● **Tekstfragment**:
=-=-=
Een groene woestijn
Sayaxché in de jungle van de Guatemalaanse provincie Petén vormt het hart van een uitdijende palmindustrie. Ook in de tropische Pacifische kustprovincies van Guatemala wordt het landschap steeds meer bepaald door eindeloze palmplantages. Niet tot ieders genoegen – of welvaart.
Guatemala is al de grootste producent van suikerriet ten behoeve van bio-ethanol voor de Europese markt, en het land is nu ook op weg de grootste producent van palmolie in Midden-Amerika te worden. Ruwe palmolie wordt geëxporteerd om te voldoen aan de groeiende vraag naar biobrandstof in de VS en Europa.
Zo’n vijftien jaar geleden zijn de katoen-, bananen- en suikerproducenten begonnen over te schakelen op de uitheemse Afrikaanse oliepalm (Elaeis guineensis), speciaal geïntroduceerd voor de productie van de lucratieve palmolie, die na suiker en bananen nu tot de belangrijkste exportproducten van het land behoort.
Onder druk
‘De misstanden in de palmindustrie zijn legio’, zegt Fernando Ical van Action Aid. ‘Het werk op de palmplantages in de tropische hitte van Petén is loodzwaar, de producenten betalen een minimumloon naar eigen inzicht, betalen de vrouwen nog minder en laten kinderen meewerken.’ De plantages worden bewaakt door gewapende beveiligers. Pottenkijkers worden niet geduld. Lokale boeren staan onder druk om hun stukjes land te verkopen.
=-=-=
● **Gegeven informatie**:
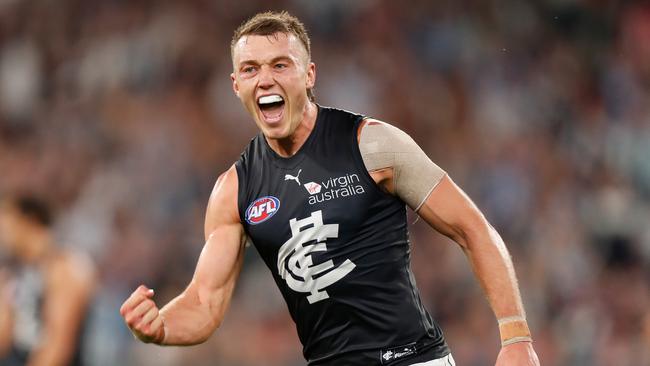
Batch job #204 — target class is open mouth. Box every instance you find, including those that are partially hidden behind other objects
[257,94,284,122]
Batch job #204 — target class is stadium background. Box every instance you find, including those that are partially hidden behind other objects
[0,0,650,366]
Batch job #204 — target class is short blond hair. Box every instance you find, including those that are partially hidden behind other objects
[230,11,314,101]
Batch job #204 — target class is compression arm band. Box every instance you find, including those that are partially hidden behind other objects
[359,120,446,212]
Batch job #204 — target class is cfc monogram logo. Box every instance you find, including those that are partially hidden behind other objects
[278,211,356,304]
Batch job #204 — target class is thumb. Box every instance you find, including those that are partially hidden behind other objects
[138,285,155,298]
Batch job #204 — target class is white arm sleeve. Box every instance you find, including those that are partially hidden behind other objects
[359,120,446,212]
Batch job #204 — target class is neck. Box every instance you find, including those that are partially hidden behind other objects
[266,102,318,158]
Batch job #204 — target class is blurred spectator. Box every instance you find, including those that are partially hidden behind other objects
[0,0,650,366]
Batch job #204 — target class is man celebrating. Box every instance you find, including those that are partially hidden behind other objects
[120,12,539,366]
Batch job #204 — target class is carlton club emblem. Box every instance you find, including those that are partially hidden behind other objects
[278,211,356,304]
[246,196,280,225]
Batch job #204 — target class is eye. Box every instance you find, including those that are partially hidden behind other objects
[242,66,255,74]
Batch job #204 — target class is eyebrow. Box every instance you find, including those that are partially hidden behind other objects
[239,56,293,67]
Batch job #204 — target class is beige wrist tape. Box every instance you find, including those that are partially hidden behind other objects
[499,315,533,346]
[359,120,446,212]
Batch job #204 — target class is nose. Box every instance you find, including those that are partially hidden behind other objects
[258,65,275,89]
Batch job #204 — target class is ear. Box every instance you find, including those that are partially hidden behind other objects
[230,72,239,98]
[307,62,316,89]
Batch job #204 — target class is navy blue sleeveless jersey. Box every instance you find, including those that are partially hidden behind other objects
[235,106,449,366]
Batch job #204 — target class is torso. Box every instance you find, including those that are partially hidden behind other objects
[236,107,449,366]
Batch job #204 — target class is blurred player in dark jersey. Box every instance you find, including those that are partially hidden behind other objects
[0,196,95,366]
[120,13,539,366]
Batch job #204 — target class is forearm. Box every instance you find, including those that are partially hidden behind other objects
[456,222,531,346]
[463,223,525,319]
[156,285,227,346]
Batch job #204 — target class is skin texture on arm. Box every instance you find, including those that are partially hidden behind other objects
[27,253,95,366]
[120,166,245,345]
[359,121,539,366]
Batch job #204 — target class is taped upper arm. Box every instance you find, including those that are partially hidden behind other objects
[359,120,446,211]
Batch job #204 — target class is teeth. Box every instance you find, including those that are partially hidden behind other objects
[257,94,284,104]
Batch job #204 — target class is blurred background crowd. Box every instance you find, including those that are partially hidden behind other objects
[0,0,650,366]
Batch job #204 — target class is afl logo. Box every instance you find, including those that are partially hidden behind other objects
[246,196,280,225]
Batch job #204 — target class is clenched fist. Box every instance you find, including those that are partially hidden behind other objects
[120,285,165,344]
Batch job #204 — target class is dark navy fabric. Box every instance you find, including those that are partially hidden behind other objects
[235,106,449,366]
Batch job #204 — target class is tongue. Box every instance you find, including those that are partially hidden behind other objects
[261,104,284,120]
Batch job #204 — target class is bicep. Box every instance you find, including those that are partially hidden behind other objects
[418,176,488,248]
[191,166,246,303]
[359,120,446,211]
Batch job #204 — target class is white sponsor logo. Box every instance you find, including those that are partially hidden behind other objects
[305,182,322,194]
[383,351,393,361]
[305,174,365,205]
[278,211,356,304]
[381,346,415,361]
[284,169,302,185]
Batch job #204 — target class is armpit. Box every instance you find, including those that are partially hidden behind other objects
[359,120,446,212]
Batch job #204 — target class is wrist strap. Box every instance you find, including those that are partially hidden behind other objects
[498,315,533,347]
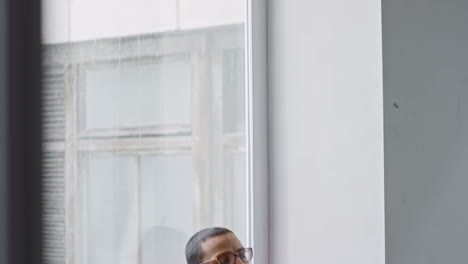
=-=-=
● **Doel van de taak**: Neem uit de tekst over de palmolie in Guatemala letterlijk het stuk over dat opent met de woorden waarin "Guatemala is al" staat en sluit met "VS en Europa.".

● **Antwoord**:
Guatemala is al de grootste producent van suikerriet ten behoeve van bio-ethanol voor de Europese markt, en het land is nu ook op weg de grootste producent van palmolie in Midden-Amerika te worden. Ruwe palmolie wordt geëxporteerd om te voldoen aan de groeiende vraag naar biobrandstof in de VS en Europa.